### SÉRIE DE CONSIGNES
[1] Recopiez dans l'extrait sur Antananarivo tout ce qui va de « Le choc culturel » jusqu'à « la bouche édentée. ».
[2] D'après l'extrait sur Antananarivo, quel site web Benoît a-t-il cofondé ?

### EXTRAIT DU DOCUMENT
>>>
🇪🇸 Se trata de un artículo invitado, sólo en español, lo siento.
🇫🇷 Aujourd’hui je publie un article invité, écrit par Benoît, un français expatrié à Madagascar, co-fondateur du site web http://annuaire.mg, un site qui propose « tout ce qu’il faut savoir sur Madagascar, afin de vous faciliter la vie et de vous repérer dans le dédale de ses rues ». Benoît m’a proposé d’écrire un article sur ce pays, et notamment sa capitale, Antananarivo, comme un témoignage de son expérience de vie dans cette ville complexe et contradictoire. Puisque je n’ai pas prévu d’aller à Madagascar de si tôt, j’ai pensé intéressant de partager cet article avec vous, mes lecteurs. Bonne lecture et merci Benoît !
C’est en revenant à Antananarivo que j’ai vraiment vu la ville. J’avais passé plusieurs mois dans une association, en banlieue, en donnant tout mon temps à l’enseignement et au travail administratif. Je n’ai rien vu de Tana lors de ce premier séjour. Je ne sortais pas, je ne me hasardais pas dans les rues, je ne me perdais pas dans sa vaste campagne aux collines dénudées, aux paysages rasés par la déforestation. Je suis resté des mois dans le petit village de l’association, l’oasis, où les mœurs elles-mêmes semblaient avoir été changées, dans un petit monde idyllique. Mais des images, des odeurs, des sourires de ce premier séjour sont tout de même restées en moi.
Un marché du centre ville à l’approche de la fête nationale
En guise de préambule
On ne voit les choses que la deuxième fois, dans la répétition, avec cet écart du spectateur qui a déjà vécu et qui peut se permettre de regarder. La première fois, souvent, on est perdu. La nouveauté est trop grande, on est ébloui en tournant la tête à droite, à gauche. Le recul manque. On en prend plein les yeux, mais souvent les yeux sont aveugles. Parfois, oui, c’est vrai, on réussit à les ouvrir, on est frappé par la nouveauté et on s’en souvient. J’ai connu cela aussi. Mais ce n’est pas ce qui m’est arrivé à Antananarivo, sur la Grande Île, l’Île Rouge, dans cette Afrique qui s’est détachée du continent il y a des millions d’années.
Le choc culturel n’est pas un simple mot. En venant à Antananarivo, Madagascar, comme en d’autres pays sans doute, on le vit, on l’éprouve. Les couleurs, les parfums sont différents. Les milliers d’enfants, les femmes qui ont le ventre rond et qui allaitent sur les marchés, le désordre des rues, des bus, des scooters, les receveurs qui crient aux arrêts, les portes qui s’ouvrent, se ferment, les fumées qui pétaradent sur l’asphalte brûlant, les chariots de bananes ou de charbon que poussent à bout de bras des hommes au torse nu, ruisselants d’eau, la bouche édentée.
<<<
### LIGNES
>>>
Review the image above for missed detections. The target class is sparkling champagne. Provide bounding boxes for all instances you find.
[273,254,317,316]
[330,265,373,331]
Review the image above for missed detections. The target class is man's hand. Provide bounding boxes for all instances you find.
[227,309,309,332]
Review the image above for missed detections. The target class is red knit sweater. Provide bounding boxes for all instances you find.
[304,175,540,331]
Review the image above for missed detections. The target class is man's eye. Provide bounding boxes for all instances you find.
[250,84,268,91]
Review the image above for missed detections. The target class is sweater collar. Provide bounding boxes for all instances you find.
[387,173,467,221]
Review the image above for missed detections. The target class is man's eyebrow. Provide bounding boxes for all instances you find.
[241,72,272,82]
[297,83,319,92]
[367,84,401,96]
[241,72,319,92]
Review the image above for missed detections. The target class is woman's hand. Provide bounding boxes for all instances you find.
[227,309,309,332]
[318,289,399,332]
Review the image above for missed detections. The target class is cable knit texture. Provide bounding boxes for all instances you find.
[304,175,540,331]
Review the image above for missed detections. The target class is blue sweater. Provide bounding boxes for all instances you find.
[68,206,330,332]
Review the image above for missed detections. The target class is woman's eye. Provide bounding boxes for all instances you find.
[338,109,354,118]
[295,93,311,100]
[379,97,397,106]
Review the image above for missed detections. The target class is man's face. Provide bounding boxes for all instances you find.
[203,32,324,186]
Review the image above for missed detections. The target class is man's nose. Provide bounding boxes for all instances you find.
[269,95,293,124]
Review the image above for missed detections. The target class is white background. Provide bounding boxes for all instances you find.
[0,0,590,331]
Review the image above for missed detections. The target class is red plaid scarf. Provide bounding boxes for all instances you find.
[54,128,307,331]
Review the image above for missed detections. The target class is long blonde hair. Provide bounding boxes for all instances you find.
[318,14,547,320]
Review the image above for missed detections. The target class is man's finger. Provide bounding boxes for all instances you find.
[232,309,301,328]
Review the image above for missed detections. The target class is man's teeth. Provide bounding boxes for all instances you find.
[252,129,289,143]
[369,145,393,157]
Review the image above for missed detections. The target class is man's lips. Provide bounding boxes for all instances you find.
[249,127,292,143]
<<<
>>>
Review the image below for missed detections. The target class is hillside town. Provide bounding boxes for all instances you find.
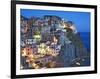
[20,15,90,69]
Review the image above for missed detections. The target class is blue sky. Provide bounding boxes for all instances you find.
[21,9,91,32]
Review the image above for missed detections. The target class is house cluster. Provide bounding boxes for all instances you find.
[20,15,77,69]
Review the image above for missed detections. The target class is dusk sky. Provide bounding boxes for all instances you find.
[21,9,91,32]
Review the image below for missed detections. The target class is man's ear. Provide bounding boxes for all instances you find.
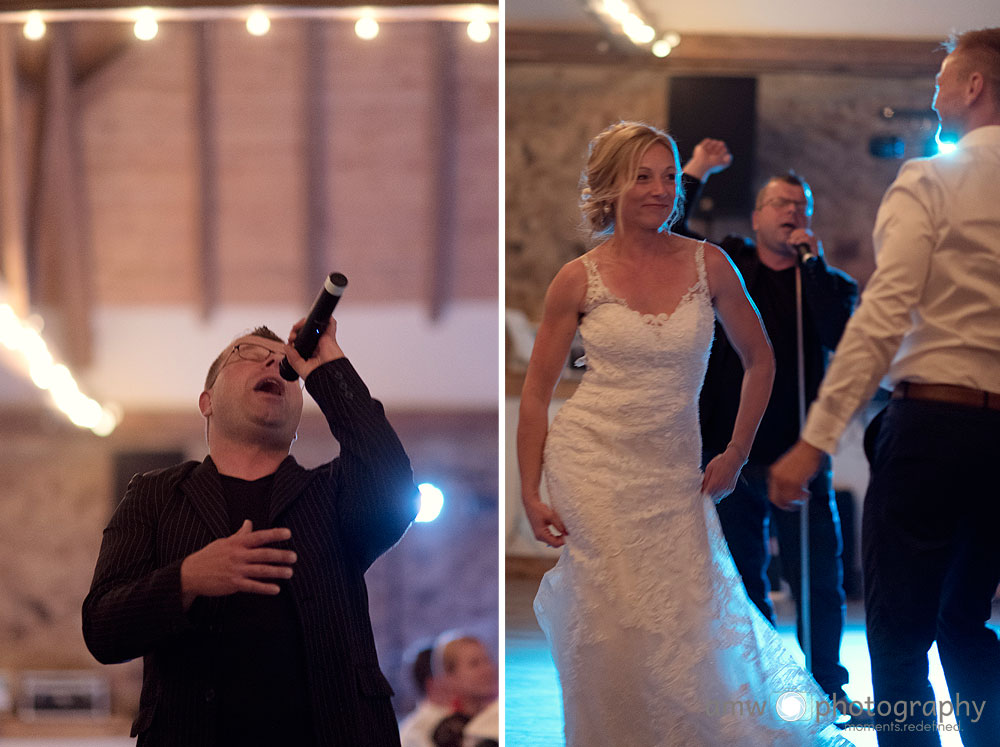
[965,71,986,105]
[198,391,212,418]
<<<
>>>
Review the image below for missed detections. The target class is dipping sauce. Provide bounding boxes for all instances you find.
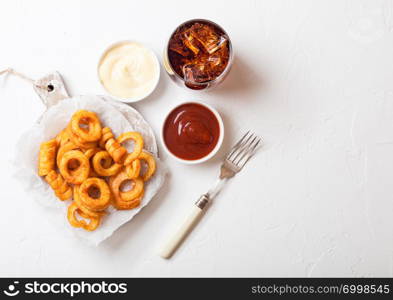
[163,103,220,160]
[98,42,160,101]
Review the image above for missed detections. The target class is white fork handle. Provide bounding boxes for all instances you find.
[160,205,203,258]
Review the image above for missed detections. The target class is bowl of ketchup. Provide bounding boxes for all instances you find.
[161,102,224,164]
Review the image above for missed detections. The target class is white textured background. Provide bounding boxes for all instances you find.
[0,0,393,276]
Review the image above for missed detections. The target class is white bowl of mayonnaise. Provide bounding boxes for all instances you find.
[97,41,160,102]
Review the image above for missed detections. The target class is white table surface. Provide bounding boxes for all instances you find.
<<<
### CORRIGÉS DÉTAILLÉS
[1]
Le choc culturel n’est pas un simple mot. En venant à Antananarivo, Madagascar, comme en d’autres pays sans doute, on le vit, on l’éprouve. Les couleurs, les parfums sont différents. Les milliers d’enfants, les femmes qui ont le ventre rond et qui allaitent sur les marchés, le désordre des rues, des bus, des scooters, les receveurs qui crient aux arrêts, les portes qui s’ouvrent, se ferment, les fumées qui pétaradent sur l’asphalte brûlant, les chariots de bananes ou de charbon que poussent à bout de bras des hommes au torse nu, ruisselants d’eau, la bouche édentée.

[2] Le site http://annuaire.mg.